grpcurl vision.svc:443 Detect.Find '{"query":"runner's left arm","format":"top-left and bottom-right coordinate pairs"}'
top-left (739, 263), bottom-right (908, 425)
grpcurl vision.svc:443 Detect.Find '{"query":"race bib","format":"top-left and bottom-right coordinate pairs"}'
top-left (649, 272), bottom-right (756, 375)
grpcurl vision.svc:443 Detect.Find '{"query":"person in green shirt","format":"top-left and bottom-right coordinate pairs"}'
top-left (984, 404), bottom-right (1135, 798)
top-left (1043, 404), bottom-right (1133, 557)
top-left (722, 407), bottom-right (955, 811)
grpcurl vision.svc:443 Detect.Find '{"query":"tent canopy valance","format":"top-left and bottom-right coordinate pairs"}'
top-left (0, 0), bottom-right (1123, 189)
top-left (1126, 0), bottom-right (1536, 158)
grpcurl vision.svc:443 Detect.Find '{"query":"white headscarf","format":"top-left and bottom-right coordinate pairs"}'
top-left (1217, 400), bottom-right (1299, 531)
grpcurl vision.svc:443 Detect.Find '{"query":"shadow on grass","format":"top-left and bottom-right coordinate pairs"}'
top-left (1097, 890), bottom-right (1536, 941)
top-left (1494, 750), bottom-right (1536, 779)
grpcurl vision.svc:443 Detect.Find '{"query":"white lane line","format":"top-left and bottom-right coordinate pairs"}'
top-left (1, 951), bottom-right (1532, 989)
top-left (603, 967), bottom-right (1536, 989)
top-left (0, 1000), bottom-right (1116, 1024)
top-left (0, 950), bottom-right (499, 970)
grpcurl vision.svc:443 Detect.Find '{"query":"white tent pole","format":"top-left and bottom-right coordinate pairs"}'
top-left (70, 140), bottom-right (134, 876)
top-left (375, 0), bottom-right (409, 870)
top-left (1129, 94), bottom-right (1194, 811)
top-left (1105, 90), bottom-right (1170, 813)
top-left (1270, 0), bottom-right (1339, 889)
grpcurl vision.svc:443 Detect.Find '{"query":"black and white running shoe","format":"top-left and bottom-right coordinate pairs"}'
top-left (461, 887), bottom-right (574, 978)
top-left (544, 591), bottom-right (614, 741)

BRIEF -> Would you please output every record again, exactly?

WORKED SOLUTION ->
grpcurl vision.svc:443 Detect.Find '{"query":"runner's left arm","format":"top-left and bottom-right coordinate pairs"}'
top-left (739, 263), bottom-right (908, 425)
grpcurl vision.svc:443 Detect.Find '{"query":"race bib","format":"top-left and bottom-right coordinate pairs"}'
top-left (649, 272), bottom-right (756, 375)
grpcurl vision.svc:443 Detect.Find '{"query":"person in green shirt","format":"top-left and bottom-right coordinate pairs"}'
top-left (984, 404), bottom-right (1135, 798)
top-left (1043, 404), bottom-right (1133, 557)
top-left (722, 407), bottom-right (955, 811)
grpcurl vision.svc:443 Detect.Find '{"query":"tent canopy valance","format":"top-left and bottom-right coordinate pairs"}'
top-left (0, 0), bottom-right (1123, 189)
top-left (1126, 0), bottom-right (1536, 158)
grpcurl vision.svc:443 Detect.Find '{"query":"white headscarf","format":"top-left and bottom-right coordinate pairs"}'
top-left (1217, 400), bottom-right (1299, 531)
grpcurl vision.svc:443 Detect.Find '{"query":"shadow on grass","format":"top-left and bottom-right coordinate pairs"}'
top-left (1097, 890), bottom-right (1536, 941)
top-left (1494, 750), bottom-right (1536, 779)
grpcurl vision.svc:443 Detect.Find '{"query":"white lane line","format":"top-left and bottom-right coordinate pairs"}'
top-left (1, 951), bottom-right (1532, 989)
top-left (603, 967), bottom-right (1536, 989)
top-left (0, 1000), bottom-right (1116, 1024)
top-left (0, 950), bottom-right (499, 970)
grpcurl vision.svc:443 Detect.Find '{"query":"white tent pole","format":"top-left and bottom-right coordinate pairs"}'
top-left (70, 140), bottom-right (134, 876)
top-left (375, 0), bottom-right (409, 870)
top-left (1129, 94), bottom-right (1194, 811)
top-left (1105, 90), bottom-right (1170, 813)
top-left (1270, 0), bottom-right (1339, 889)
grpcurl vision.svc:443 Detect.Find '{"query":"black and white running shoe","format":"top-left and bottom-right coordinate pairs"}'
top-left (461, 887), bottom-right (574, 978)
top-left (544, 591), bottom-right (614, 741)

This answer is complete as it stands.